-------- Record extracts

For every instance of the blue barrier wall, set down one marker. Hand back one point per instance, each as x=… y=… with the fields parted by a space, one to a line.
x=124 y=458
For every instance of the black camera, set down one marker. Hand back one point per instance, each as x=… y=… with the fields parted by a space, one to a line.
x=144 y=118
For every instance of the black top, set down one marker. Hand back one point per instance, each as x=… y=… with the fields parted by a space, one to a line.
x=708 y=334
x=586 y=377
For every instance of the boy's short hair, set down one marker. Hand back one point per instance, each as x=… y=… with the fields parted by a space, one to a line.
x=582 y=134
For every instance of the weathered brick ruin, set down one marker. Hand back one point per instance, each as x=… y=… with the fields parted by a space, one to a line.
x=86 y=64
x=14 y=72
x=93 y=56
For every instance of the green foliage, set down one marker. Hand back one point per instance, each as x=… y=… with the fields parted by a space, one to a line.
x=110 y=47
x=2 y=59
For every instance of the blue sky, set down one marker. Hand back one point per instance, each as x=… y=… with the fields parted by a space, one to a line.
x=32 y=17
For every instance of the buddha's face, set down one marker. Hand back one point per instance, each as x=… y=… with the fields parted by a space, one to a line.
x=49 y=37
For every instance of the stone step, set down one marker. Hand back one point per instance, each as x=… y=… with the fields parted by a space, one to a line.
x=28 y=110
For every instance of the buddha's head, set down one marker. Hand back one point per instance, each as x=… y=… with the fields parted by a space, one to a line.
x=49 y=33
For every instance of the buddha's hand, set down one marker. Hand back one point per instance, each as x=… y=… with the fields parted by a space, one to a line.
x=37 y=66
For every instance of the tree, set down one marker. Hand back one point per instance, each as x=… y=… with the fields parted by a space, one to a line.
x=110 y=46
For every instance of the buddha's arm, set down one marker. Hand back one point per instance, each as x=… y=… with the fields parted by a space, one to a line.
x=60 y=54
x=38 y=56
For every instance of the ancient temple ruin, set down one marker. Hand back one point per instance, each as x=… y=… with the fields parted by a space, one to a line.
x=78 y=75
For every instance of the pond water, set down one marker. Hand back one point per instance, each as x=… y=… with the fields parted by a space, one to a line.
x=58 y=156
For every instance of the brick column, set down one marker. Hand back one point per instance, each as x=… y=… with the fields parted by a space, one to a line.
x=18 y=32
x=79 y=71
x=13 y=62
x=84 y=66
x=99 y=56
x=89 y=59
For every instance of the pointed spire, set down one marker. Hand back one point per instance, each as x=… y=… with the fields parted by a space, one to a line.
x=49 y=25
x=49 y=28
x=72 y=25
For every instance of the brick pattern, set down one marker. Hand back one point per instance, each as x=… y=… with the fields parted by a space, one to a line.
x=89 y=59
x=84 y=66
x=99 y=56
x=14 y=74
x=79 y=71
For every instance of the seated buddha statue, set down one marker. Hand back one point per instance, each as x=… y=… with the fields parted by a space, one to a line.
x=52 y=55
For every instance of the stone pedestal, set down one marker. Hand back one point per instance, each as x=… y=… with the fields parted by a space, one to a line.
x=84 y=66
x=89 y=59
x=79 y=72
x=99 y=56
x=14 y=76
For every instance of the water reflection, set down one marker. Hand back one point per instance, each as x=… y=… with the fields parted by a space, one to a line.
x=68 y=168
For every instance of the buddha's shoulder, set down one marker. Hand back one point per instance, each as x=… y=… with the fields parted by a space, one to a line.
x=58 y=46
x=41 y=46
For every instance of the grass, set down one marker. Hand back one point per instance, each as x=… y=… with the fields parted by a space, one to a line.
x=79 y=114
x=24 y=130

----------------
-------- Record extracts

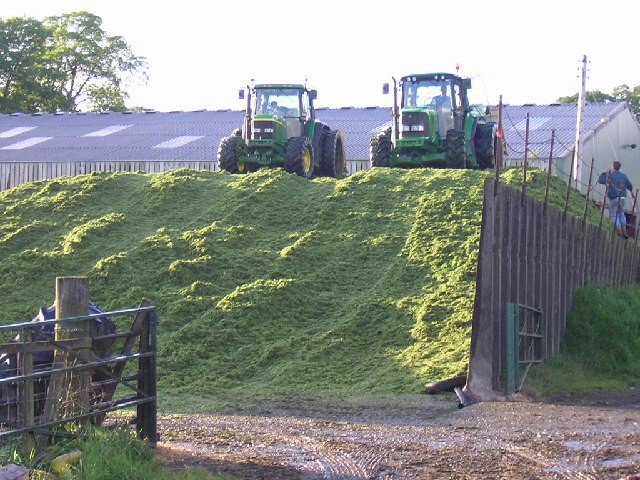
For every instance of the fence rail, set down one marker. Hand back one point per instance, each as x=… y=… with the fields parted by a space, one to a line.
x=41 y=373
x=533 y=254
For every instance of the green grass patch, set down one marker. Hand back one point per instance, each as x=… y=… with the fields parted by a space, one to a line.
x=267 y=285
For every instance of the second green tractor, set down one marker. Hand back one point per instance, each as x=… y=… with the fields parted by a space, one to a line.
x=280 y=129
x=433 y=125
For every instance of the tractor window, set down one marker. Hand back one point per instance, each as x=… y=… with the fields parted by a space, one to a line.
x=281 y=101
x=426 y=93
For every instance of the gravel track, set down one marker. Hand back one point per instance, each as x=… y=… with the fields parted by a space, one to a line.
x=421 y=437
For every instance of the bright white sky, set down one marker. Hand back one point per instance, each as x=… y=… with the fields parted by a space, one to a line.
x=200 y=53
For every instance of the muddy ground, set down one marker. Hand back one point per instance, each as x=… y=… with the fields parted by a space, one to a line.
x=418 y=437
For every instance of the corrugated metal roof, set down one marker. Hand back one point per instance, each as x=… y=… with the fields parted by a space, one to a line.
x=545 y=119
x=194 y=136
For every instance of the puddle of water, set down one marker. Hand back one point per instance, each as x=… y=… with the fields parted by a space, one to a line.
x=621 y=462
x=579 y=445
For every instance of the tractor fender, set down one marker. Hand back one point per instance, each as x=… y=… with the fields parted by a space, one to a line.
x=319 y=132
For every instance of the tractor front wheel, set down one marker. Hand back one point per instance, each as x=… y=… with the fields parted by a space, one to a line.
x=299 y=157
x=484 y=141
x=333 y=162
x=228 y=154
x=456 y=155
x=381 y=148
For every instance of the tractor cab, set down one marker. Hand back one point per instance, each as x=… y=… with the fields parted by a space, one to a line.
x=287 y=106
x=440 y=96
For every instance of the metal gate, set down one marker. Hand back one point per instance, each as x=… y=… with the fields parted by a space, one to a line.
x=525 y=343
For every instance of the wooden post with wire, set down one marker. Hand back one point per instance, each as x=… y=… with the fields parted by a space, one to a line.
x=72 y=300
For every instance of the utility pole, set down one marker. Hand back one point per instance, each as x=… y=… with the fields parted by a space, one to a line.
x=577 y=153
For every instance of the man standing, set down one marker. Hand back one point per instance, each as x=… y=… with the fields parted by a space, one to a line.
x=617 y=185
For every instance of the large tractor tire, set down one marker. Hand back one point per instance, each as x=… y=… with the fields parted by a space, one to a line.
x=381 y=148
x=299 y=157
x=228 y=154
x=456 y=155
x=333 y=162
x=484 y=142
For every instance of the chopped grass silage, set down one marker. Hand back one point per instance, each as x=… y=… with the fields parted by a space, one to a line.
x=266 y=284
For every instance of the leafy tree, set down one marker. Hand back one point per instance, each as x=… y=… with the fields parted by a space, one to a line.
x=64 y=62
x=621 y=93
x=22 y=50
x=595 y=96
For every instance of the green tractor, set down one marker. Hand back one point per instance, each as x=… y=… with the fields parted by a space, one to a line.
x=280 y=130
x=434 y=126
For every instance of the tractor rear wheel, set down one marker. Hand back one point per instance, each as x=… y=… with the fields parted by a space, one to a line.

----------------

## Problem:
Where the line holding "For every instance of the utility" appears in the listing above, start reproducing exactly, and end with the line holding "For every instance of the tractor rear".

## Task solution:
For every instance of the utility pole, set down one marker. Hand back one point per instance, each as x=… y=… with the fields parted by a space, one to a line.
x=577 y=153
For every instance of the man standing, set down one marker. Hand back one point per instance, each as x=… y=… with the fields parted by a space, one to a line.
x=617 y=185
For every instance of the large tractor tire, set down one marker. Hand back one point per instance, each as x=… y=… with the fields parted by a space, one to a line.
x=381 y=148
x=299 y=157
x=228 y=154
x=456 y=155
x=333 y=162
x=484 y=142
For every instance of the chopped grass silage, set down one marker. Hand back one point per instance, each as x=… y=… with the fields parted by a space, one to a line.
x=266 y=284
For every instance of the leafy tree, set down one marker. Hand back one point per instance, each as x=… y=… with the fields parted by a space, one to a line.
x=64 y=62
x=621 y=93
x=22 y=50
x=595 y=96
For every instance of the green tractor, set down one marker. Hand back one point per instance, each as x=… y=… with the fields parted by a space, one to a line.
x=280 y=130
x=434 y=126
For every instance of the tractor rear wheel, set down one marker. Hand back one point per instance, each as x=… y=… with the fields parted by a space, one to a line.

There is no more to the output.